# Условия упражнения
A) Ответьте на вопросы по заметке о национальной литературе, каждый вопрос и ответ отметьте (i), (ii), (iii) и начните с новой строки.
(i) Какое требование в заметке названо скорее политическим, чем литературным?
(ii) Что названо единственной законной сценой для литературного лицедея?
(iii) Какие три издания упомянуты в вопросе о мнении анонимного младшего помощника редактора?
B) Допишите следующий абзац заметки о национальной литературе, начав сразу после ее последнего предложения.

# Исходный документ
== == ==
Marginalia - заметки на полях

НАЦИОНАЛЬНАЯ ЛИТЕРАТУРА

В последнее время много говорится о том, что американская литература должна быть национальной; но что такое это национальное в литературе и что мы этим выиграем, так и не выяснено. Чтобы американец ограничивался американскими темами или даже предпочитал их – это требование скорее политическое, чем литературное, и в лучшем случае спорное. Следует помнить, что "все предметы издали прекрасны". Ceteris paribus, в чисто литературном смысле иностранная тема предпочтительней. В конце концов единственной законной сценой для литературного лицедея является весь мир.
Но необходимость такого национального духа, который означает защиту нашей литературы, поддержку наших литераторов, соблюдение нашего достоинства и развитие самостоятельности, не подлежит ни малейшему сомнению. Однако именно в этом мы проявляем наибольшую косность. Мы жалуемся на отсутствие международного авторского права, которое дает нашим издателям возможность наводнять нашу страну британскими мнениями в британских книгах; но когда те же самые издатели на собственный страх и риск и даже с явным убытком все-таки издают американскую книгу, мы с презрением от нее отворачиваемся (это общее правило), пока какой-нибудь безграмотный критик-кокни не выразит этой американской книге своего одобрения. Не будет ли преувеличением сказать, что для нас мнение Вашингтона Ирвинга, Прескотта, Брайента ничто рядом с мнением любого анонимного младшего помощника редактора "Спектейтора", "Атенеума" или лондонского "Панча"? Нет, это не преувеличение. Это прискорбный и совершенно неоспоримый факт. Каждый издатель в нашей стране признает этот факт. Нет на свете более отвратительного зрелища, чем наше подчинение британской критике. Оно отвратительно, во-первых, потому, что подобострастие, раболепно и малодушно, а во-вторых, потому, что крайне неразумно. Мы знаем, что англичане относятся к нам неприязненно, что они не судят об американских книгах беспристрастно, что в тех немногих случаях, когда в отношении американских авторов соблюдались хотя бы простые приличия, это были авторы, которые либо открыто свидетельствовали свое почтение британским порядкам, либо в глубине души были вратами демократии – мы знаем все это и, однако, изо дня в день склоняем головы под унизительным ярмом самых невежественных суждений и мнений, исходящих из нашей прародины. Если уж иметь национальную литературу, то такую, которая сбросила бы это ярмо.
== == ==
# Список строк

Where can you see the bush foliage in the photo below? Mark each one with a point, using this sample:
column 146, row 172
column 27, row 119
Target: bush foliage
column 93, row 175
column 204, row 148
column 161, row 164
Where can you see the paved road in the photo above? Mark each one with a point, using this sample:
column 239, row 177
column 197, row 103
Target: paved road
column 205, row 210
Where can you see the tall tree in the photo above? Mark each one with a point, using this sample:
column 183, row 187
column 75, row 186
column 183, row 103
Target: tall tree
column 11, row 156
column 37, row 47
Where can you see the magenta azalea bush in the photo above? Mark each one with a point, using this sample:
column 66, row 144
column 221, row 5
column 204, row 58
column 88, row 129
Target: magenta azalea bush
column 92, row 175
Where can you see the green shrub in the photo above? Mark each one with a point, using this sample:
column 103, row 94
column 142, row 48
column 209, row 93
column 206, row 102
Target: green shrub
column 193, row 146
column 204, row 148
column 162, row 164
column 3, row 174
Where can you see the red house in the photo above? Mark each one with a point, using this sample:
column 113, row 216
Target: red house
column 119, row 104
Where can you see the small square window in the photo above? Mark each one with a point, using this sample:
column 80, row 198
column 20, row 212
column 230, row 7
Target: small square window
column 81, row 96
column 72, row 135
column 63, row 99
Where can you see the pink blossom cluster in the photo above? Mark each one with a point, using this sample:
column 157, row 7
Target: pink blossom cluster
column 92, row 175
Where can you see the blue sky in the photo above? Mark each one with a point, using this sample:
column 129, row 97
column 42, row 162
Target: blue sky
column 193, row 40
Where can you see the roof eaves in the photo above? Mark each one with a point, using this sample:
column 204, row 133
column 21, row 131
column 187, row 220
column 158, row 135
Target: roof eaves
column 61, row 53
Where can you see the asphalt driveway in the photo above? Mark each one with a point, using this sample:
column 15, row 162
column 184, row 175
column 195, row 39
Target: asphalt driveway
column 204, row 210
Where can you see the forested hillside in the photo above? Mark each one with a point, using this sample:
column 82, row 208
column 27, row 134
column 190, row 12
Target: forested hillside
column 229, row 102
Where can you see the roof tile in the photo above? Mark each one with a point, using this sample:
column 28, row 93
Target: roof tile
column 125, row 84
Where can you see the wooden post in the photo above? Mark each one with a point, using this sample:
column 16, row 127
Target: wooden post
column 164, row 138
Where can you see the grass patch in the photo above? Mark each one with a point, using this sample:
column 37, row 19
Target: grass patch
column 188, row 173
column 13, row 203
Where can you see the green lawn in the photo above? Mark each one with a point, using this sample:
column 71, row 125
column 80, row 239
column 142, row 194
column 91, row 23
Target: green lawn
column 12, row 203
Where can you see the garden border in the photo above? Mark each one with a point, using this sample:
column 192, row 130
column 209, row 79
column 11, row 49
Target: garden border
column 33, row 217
== == ==
# Ответы к упражнению
A)
(i) Чтобы американец ограничивался американскими темами или даже предпочитал их.
(ii) Весь мир.
(iii) «Спектейтор», «Атенеум» и лондонский «Панч».

B)
Главным из рапсодов, заездивших нас насмерть, подобно Старику с Горы, является невежественный и самовлюбленный Вильсон. Слово "рапсоды" мы употребляем вполне обдуманно; ибо, за исключением Маколея, Дилка и еще одного или двоих, в Великобритании нет критиков, достойных этого звания. Немцы и даже французы стоят несравненно выше. Что касается Вильсона, никто еще не писал худших критических статей, и никто так не бахвалился. Что он эгоцентричен, всем видно из его статей даже при самом беглом чтении. Что он "невежда", об этом свидетельствуют его постоянные нелепые, ученические ошибки, касающиеся Гомера. Не так давно мы сами указали на ряд подобных бессмыслиц в его рецензии на стихотворения мисс Баррет – повторяю, ряд грубых ошибок, порожденных полным невежеством, и пусть он или кто-либо другой опровергнет хоть один слог из того, что мы тогда написали.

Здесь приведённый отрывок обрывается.